Histoire de Retord
Histoire de Retord
Malgré toutes les vicissitudes, Retord reste éternel.
Au début du siècle dernier, une plaisanterie circulait sur la place qu'occupait Retord au sein des quatre-cent-quarante paroisses du diocèse... "une place à part... voire la toute première !"
Première, au regard de l'altitude bien sûr,car si le niveau de la mer venait à s'élever de 1100 mètres,"seule, la petite église de Retord, échapperait au désastre et dresserrait son humble clocher au centre d'une île dont la paroisse occuperait la majeure partie !"
Ce qui faisait dire que: "Retord était le "poste le plus élevé du diocése" !
Sous l'impulsion de l'Abbé Tarpin et le soutien important du Comité de la Chapelle de Retord, celle-ci a été rénovée à partir de 1960.
L'inauguration a eu lieu en juillet 1967...
En elle même, la seule restauration de la chapelle à Retord s'inscrit dans une logique de pérénité, est un gage d'unité et de pérennité pour l'ensemble du Plateau.
La Voix de l'Ain a consacré un article très intéressant sur le "Vieux Retord" à l'été 1982
Néanmoins, la réalité économique est prégnante et la désaffection historique de ses fermes montre bien que ce modèle économique ancien a vécu et que Retord a su réorienter ses activités.
> Lire le Retord et ses fermes de 1950 à nos jours
Voici un témoignage de René SAUGE qui montre bien cette évolution:
Dans les années qui ont suivi la guerre, la plupart des fermes existantes sont occupées pendant la saison d’été par des éleveurs venant du Pays de Gex. Ils conduisent en estivage leurs vaches laitières. La production laitière des fermes du Jet, de Pré Neyret, du Charnay est transformée en comté dans la fromagerie de Pra Devant.

- _Consignes_:
Répondez à ces questions sur l'histoire de Retord :
1. À quelle date l'inauguration de la chapelle rénovée a-t-elle eu lieu ?
2. Quel journal a consacré un article au « Vieux Retord » à l'été 1982 ?
3. Dans quelle fromagerie la production laitière des fermes du Jet, de Pré Neyret et du Charnay est-elle transformée en comté ?

- _Données fournies_:
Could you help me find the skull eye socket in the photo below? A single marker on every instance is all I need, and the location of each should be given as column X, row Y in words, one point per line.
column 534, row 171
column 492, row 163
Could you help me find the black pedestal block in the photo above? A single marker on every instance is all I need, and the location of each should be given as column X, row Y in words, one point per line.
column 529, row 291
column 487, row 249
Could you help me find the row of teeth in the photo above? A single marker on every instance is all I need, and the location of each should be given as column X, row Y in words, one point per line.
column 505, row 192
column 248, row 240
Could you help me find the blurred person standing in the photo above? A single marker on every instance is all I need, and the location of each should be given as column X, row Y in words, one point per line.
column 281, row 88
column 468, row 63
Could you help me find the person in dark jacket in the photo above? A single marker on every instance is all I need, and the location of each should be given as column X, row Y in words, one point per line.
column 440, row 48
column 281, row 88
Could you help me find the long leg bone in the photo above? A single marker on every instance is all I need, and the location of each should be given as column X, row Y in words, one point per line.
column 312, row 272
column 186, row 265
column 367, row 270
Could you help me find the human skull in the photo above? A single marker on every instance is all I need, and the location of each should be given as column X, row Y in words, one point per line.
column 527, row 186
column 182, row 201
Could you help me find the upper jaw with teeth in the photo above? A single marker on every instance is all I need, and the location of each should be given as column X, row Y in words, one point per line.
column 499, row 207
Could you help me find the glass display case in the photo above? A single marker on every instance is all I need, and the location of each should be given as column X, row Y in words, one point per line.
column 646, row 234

...

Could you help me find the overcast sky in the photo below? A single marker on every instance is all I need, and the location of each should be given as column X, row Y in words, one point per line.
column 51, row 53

- _Réponse complète_:
1. En juillet 1967.
2. La Voix de l'Ain.
3. La fromagerie de Pra Devant.